Source passage |
■ ■ ■ ■
Wednesday, September 21, 2011

Michel Serres - The Troubadour of Knowledge

The closest thing we may get to a pedagogy from French philosopher Michel Serres, The Troubadour of Knowledge aims to describe what Serres calls "the Instructed Third." Variously thought of as a renaissance man, or all-arounder (a person in the vein of Odysseus), Serres' Instructed Third represents a meeting point of learned and novice; someone who willingly crosses over between the familiar and the novel, finding at that moment of transition a point that is at once an arrival and a departure.

 This call is inseparable from his philosophies of multiplicity - that hard and fast definitions of things produce inevitable violence and close-off possibilities. All around us Serres sees an all-encompassing rationality that cannot but lead to violence; by choosing a world in which we must know everything we have traded in trivia for wisdom. Serres calls for the re-emergence of a willing human weakness in the face of destructive strength. For Serres it is crucial that we are people of multiplicity, of equi-valence.

 To be all these things Serres says we must rend ourselves from what is easy and simple. Many great departures will lead a person to be at home in the world; to swim currents instead of resisting them. At once comfortable in the science or the humanities, within the towering edifices of academia or roughing it in the mountains, Serres is looking for people who will pave their own way beyond the expected. Central to his philosophy is the notion that  the world is a patchwork of multiplicity - and if we are to live within it, we too must cultivated our multiple natures. As such both people and the world must be allowed to exist in a state in which multiplicity is nurtured, rather than sacrificed to categorization. Rather than domination, Serres is looking for the wisdom of flexibility and adequacy; for we as a people to learn to make room, to allow ourselves and the world to be multiple.

Monday, September 19, 2011

H.D.F. Kitto - The Greeks

An overview of Classical Greece - from roughly 500 bce to 350 bce - H. D.F. Kitto's The Greeks, provides the modern reader with a proper context to understand our inheritance of, and differences from the world of the Athenian polis. Crucial to Kitto's analysis is the understanding of all Greek citizens as men of numerous abilities and balance, great all-arounders. Throughout his life an Athenian citizen could expect to be called on to serve in the military, engage in political life, and more likely than not political office, in the polis, farm and engage in certain manners of trade. In contrast to our society of experts, it was one of the Greeks great sources of pride (except the Spartans) that armies served at a moments notice and that all men could be called on very most any role in public life.

Kitto relies on two crucial aspects to illuminate his argument: that of the polis and of arete. Frequently translated as city-state, the polis can be more adequately conceived of as community/political arena/social sphere/ state/organizing principle/and ideal of aspiration for each citizen. Whereas our society can be conceived of as an agglomeration of individuals, Athens is rightly thought of as an assembly of heads of families who owed their first loyalty to this all-encompassing sphere of the polis.  It was at once where he sought his entertainment, where he paid his taxes, to whom he levied complaints and to which he was expected to serve. Contrary to perhaps feeling overburdened by such an ideal, Kitto tells us that citizens in Classical Greece drew strength and wisdom from this public sphere. In this way their life appears seamlessly integrated.
■ ■ ■ ■
Recorded information |
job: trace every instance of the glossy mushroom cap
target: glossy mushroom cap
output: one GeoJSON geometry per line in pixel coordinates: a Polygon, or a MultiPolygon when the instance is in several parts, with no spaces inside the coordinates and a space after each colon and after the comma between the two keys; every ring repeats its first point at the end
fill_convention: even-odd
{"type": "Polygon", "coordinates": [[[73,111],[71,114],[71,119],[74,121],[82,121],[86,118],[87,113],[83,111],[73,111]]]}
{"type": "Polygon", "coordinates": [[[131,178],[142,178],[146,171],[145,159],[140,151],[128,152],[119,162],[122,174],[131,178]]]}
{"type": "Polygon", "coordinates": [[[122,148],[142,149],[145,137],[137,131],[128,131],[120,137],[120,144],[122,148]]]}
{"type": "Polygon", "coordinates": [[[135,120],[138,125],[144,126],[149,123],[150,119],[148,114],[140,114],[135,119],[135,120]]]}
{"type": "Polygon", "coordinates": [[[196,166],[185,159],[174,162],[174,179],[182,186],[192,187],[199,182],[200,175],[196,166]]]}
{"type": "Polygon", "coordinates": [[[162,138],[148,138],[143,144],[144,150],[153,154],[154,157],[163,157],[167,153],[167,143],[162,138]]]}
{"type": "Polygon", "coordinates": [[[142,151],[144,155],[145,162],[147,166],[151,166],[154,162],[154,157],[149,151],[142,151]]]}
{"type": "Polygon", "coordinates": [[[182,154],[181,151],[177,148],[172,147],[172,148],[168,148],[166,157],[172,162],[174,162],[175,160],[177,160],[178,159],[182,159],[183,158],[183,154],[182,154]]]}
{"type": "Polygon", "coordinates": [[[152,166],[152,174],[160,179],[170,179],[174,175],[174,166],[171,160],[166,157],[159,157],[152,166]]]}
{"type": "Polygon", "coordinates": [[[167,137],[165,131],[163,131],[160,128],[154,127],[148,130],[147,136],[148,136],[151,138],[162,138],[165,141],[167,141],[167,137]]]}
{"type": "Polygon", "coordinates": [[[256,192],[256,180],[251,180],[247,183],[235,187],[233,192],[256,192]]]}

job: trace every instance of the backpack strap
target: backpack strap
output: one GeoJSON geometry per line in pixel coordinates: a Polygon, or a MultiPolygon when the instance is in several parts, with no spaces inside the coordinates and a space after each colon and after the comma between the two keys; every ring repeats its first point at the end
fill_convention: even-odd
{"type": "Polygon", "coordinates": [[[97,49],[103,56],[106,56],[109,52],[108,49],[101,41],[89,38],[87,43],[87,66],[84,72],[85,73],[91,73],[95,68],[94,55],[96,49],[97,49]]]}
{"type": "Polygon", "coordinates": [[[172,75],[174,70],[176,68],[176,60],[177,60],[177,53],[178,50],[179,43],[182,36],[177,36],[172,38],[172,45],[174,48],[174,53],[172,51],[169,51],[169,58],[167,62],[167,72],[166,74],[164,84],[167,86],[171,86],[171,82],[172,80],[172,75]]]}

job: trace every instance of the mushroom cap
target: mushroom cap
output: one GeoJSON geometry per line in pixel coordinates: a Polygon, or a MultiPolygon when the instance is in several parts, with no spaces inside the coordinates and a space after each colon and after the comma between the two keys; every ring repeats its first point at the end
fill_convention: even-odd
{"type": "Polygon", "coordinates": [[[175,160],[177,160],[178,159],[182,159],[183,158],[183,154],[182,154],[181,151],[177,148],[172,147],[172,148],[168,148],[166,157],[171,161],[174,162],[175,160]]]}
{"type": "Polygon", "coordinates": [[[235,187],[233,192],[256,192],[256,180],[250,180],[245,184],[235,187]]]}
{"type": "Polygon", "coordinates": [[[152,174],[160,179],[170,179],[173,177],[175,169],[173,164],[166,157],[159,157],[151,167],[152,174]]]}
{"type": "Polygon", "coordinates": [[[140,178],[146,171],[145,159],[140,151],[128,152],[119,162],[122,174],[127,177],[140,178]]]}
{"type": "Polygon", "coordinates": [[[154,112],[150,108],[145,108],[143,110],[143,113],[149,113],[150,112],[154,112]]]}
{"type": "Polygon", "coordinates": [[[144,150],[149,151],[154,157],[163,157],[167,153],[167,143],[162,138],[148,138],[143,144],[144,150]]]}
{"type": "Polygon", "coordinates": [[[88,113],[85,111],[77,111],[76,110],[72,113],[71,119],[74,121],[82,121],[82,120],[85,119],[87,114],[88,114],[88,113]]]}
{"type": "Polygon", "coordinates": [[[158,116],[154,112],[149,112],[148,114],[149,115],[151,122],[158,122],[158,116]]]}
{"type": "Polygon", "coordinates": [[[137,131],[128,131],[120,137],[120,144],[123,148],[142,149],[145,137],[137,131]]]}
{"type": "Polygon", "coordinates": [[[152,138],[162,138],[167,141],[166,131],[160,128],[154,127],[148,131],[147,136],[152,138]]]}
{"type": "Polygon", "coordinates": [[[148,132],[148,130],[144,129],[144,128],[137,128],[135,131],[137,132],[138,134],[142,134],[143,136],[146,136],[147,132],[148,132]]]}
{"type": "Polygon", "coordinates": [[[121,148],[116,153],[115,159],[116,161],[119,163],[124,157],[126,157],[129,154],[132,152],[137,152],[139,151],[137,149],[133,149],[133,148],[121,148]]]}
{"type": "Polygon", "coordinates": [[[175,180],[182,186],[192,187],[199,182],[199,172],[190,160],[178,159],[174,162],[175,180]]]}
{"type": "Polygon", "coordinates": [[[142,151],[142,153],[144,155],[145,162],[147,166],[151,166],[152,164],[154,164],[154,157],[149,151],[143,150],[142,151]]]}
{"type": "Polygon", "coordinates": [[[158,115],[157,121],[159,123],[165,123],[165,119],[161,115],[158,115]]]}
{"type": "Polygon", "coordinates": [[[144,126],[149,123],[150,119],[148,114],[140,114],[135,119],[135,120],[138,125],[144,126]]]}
■ ■ ■ ■
Challenge 1 | From the blog entries, repeat word for word the stretch from "This call is" through "multiplicity, of equi-valence.".
Challenge 2 |
Answer from the blog entries:
(a) What figure does The Troubadour of Knowledge aim to describe?
(b) Roughly what span of years does Kitto's overview of Classical Greece cover?
(c) Which Greeks are named as the exception to the pride taken in armies serving at a moment's notice?
The listing has no role in this work.

Written reply 1 |
This call is inseparable from his philosophies of multiplicity - that hard and fast definitions of things produce inevitable violence and close-off possibilities. All around us Serres sees an all-encompassing rationality that cannot but lead to violence; by choosing a world in which we must know everything we have traded in trivia for wisdom. Serres calls for the re-emergence of a willing human weakness in the face of destructive strength. For Serres it is crucial that we are people of multiplicity, of equi-valence.

Written reply 2 |
(a) The Instructed Third
(b) From roughly 500 bce to 350 bce
(c) The Spartans